- _INSTRUCTIONS TO FOLLOW_:
Translate this sentence from the text on FoxP3 and regulatory T cells into Spanish: "FoxP3 has been identified as a marker of natural and adaptive/induced regulatory T cells (Tregs) [58]."

====== TEXT BLOCK

FoxP3 has been identified as a marker of natural and adaptive/induced regulatory T cells (Tregs) [58]. Patients with cancer have higher levels of Tregs in peripheral blood than healthy individuals [59], leading to a suppression of T-cell immunity that has an immunopathologic role in tumor growth [56] and influences prognosis in many cancers [6063]. Metabolic degradation of tryptophan by IDO promotes the conversion of naïve T cells to Tregs[64, 65]. Thus, intratumoral expression of IDO may have promoted the accumulation of FoxP3+ cells; however, recent findings suggest that FoxP3 may not be specific for Tregs, but can also be expressed by other activated T-cell populations [66]. Other reports suggest that the ratio of effector T cells (Teffs) to Tregs, rather than changes in the absolute number of intratumoral Teffs or Tregs, may be a more specific biomarker of effective antitumor immune responses elicited by CTLA-4 blockade [67, 68].

============
====== RECORDS SHOWN

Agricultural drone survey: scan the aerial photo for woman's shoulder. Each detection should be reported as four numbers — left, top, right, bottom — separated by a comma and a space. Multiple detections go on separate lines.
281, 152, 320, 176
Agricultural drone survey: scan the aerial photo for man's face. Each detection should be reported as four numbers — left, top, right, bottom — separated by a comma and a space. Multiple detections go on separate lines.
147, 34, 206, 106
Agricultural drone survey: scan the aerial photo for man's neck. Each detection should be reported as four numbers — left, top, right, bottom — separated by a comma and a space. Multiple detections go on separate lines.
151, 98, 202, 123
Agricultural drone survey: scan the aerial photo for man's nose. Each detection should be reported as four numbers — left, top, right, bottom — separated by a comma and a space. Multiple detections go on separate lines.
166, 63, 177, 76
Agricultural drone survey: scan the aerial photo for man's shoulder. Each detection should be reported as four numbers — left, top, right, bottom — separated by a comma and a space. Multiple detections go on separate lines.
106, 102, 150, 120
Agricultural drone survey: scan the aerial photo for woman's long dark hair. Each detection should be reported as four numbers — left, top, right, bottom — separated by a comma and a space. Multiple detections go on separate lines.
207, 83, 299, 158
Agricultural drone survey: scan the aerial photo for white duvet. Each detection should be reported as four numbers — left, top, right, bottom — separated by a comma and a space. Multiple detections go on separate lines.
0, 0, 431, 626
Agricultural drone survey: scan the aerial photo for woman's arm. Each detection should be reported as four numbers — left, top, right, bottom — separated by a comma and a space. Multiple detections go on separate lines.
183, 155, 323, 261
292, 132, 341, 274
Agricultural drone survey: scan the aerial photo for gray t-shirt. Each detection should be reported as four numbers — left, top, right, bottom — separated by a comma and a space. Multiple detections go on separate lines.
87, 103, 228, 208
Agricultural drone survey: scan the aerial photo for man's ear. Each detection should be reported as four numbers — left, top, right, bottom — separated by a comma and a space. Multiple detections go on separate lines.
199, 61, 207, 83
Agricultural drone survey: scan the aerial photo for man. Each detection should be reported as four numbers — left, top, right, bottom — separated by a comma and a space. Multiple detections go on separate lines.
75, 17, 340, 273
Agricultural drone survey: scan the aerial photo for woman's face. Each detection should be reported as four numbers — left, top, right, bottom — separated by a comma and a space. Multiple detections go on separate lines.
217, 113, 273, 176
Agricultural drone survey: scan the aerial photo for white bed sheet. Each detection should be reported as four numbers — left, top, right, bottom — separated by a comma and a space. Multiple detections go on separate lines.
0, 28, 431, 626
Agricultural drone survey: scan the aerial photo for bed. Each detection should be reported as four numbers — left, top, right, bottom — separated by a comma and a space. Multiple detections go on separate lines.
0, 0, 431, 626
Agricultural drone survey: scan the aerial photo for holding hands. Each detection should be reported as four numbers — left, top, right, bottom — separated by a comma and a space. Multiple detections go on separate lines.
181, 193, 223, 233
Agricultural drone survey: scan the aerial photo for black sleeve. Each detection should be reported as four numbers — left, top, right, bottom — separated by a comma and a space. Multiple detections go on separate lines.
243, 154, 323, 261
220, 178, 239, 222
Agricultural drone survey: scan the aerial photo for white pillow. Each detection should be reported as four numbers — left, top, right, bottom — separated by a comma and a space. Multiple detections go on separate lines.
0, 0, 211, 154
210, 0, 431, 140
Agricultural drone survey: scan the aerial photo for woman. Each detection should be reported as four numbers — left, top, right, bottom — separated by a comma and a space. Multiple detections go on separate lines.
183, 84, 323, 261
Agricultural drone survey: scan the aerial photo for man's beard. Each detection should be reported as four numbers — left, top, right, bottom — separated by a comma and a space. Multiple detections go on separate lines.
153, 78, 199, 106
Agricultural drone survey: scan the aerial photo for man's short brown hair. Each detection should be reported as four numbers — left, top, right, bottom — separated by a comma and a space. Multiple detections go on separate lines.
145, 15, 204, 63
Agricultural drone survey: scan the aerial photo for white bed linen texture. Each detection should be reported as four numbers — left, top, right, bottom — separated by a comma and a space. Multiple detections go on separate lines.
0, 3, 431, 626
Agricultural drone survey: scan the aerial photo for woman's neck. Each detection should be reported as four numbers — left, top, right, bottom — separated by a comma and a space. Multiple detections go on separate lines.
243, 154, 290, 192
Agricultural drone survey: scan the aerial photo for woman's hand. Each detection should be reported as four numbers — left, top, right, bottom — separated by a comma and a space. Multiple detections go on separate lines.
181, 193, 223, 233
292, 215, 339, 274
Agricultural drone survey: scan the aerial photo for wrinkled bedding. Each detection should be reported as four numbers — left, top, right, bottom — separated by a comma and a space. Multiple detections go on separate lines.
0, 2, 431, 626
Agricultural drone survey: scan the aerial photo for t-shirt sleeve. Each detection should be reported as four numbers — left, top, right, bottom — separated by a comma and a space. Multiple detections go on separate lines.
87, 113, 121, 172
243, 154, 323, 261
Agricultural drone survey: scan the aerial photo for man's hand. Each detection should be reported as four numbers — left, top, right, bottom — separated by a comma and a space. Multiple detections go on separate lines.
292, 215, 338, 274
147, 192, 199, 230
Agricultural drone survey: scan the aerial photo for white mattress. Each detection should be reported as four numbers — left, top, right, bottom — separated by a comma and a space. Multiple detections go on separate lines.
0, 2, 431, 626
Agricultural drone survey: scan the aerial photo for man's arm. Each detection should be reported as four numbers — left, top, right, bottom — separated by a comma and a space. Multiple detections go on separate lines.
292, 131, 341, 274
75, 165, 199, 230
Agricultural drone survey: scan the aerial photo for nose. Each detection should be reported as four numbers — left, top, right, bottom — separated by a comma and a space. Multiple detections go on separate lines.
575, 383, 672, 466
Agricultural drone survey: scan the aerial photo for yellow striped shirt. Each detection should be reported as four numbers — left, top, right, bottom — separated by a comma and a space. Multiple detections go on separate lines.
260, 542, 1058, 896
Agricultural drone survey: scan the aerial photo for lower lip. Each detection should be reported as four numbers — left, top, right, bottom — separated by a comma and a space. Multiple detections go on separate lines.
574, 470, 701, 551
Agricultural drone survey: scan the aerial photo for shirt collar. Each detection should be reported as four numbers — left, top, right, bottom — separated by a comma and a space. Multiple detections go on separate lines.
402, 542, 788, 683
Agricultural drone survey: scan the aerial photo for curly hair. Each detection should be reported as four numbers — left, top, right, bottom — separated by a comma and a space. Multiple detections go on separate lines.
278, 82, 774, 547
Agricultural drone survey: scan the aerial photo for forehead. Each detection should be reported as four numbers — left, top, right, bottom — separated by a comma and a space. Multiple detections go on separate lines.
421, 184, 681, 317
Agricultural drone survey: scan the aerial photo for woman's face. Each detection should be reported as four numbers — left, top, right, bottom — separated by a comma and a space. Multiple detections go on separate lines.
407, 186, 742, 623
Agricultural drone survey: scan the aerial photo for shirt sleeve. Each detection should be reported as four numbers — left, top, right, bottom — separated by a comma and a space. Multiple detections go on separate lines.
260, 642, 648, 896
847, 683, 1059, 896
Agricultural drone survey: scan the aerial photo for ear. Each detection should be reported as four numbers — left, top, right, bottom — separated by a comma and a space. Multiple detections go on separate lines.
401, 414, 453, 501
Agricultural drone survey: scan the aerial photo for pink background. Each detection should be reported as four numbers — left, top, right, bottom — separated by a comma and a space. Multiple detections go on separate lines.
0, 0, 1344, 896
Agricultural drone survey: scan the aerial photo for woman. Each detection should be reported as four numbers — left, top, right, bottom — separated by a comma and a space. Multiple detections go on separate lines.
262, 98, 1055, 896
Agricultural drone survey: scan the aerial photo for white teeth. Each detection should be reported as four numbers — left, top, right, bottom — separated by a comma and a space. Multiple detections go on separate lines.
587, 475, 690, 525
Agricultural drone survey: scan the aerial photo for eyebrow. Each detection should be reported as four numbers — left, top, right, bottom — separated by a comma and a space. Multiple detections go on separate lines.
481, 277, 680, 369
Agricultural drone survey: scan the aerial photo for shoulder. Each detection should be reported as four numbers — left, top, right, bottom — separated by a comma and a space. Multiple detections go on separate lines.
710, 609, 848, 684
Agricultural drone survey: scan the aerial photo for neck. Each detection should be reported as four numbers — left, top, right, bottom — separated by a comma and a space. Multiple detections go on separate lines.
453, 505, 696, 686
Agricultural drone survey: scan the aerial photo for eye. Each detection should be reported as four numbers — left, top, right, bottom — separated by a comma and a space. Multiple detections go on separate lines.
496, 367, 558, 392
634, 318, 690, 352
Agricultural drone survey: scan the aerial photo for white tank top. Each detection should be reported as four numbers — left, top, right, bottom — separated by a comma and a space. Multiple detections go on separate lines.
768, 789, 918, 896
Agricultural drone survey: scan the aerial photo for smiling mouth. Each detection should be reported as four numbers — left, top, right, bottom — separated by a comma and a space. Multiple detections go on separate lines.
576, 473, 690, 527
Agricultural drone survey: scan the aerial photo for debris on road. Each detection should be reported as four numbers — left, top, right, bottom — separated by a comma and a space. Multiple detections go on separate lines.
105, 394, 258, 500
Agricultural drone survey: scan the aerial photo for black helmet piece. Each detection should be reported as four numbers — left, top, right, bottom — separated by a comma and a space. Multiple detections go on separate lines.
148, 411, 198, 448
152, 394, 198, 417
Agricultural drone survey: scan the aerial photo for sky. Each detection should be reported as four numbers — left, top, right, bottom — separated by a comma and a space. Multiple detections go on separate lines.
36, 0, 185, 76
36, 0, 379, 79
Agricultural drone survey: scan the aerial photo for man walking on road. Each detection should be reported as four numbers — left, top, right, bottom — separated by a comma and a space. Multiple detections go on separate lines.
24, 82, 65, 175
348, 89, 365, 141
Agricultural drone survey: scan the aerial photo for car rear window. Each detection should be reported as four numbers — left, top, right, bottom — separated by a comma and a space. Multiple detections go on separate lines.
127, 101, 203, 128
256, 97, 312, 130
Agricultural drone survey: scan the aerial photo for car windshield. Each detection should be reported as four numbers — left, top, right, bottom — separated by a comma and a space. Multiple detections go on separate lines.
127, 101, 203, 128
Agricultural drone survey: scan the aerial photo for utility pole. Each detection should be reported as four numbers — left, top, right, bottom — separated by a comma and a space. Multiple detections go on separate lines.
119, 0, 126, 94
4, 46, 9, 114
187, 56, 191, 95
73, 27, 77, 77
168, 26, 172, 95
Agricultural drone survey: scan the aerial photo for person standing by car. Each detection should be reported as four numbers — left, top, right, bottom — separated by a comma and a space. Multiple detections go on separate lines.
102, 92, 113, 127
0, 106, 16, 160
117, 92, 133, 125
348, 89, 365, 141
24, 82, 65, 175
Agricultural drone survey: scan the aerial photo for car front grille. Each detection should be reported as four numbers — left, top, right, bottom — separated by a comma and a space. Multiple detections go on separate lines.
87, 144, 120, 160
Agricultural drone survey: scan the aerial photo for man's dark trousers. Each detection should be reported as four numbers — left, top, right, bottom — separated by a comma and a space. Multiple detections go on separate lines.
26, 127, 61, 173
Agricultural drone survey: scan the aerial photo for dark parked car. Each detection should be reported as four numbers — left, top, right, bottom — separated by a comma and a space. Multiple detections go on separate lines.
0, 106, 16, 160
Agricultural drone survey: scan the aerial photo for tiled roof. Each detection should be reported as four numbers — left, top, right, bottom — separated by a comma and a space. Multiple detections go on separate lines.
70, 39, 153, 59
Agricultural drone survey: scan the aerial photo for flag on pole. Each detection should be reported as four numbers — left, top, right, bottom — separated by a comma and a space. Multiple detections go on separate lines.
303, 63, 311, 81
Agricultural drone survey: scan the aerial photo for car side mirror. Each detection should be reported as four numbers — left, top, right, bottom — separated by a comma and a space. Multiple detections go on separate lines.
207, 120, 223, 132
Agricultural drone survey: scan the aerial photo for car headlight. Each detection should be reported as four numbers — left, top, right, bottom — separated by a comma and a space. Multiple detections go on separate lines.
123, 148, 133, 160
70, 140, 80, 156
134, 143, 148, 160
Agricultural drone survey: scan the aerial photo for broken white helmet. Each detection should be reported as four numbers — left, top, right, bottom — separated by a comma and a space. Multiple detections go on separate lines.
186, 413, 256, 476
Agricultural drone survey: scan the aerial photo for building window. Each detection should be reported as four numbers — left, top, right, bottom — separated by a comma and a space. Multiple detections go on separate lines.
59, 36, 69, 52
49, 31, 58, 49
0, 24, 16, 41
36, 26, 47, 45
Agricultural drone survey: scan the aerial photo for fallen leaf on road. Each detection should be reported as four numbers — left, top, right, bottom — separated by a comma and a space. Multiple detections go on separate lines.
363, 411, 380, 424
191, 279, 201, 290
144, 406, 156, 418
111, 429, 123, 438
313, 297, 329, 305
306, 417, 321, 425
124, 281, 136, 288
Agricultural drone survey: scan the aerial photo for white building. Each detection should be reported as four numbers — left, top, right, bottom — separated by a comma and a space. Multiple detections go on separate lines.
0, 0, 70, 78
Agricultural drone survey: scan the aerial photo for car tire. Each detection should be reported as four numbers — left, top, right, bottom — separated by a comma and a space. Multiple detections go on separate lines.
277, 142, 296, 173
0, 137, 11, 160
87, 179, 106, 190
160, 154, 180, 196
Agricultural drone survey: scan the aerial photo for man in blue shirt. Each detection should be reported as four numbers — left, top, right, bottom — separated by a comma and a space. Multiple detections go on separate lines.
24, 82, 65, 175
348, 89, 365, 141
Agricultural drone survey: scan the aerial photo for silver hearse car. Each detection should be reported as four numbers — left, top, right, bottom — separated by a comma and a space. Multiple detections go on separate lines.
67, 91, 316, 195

============

- _ANSWER SPACE_:
FoxP3 ha sido identificado como un marcador de las células T reguladoras (Tregs) naturales y adaptativas/inducidas [58].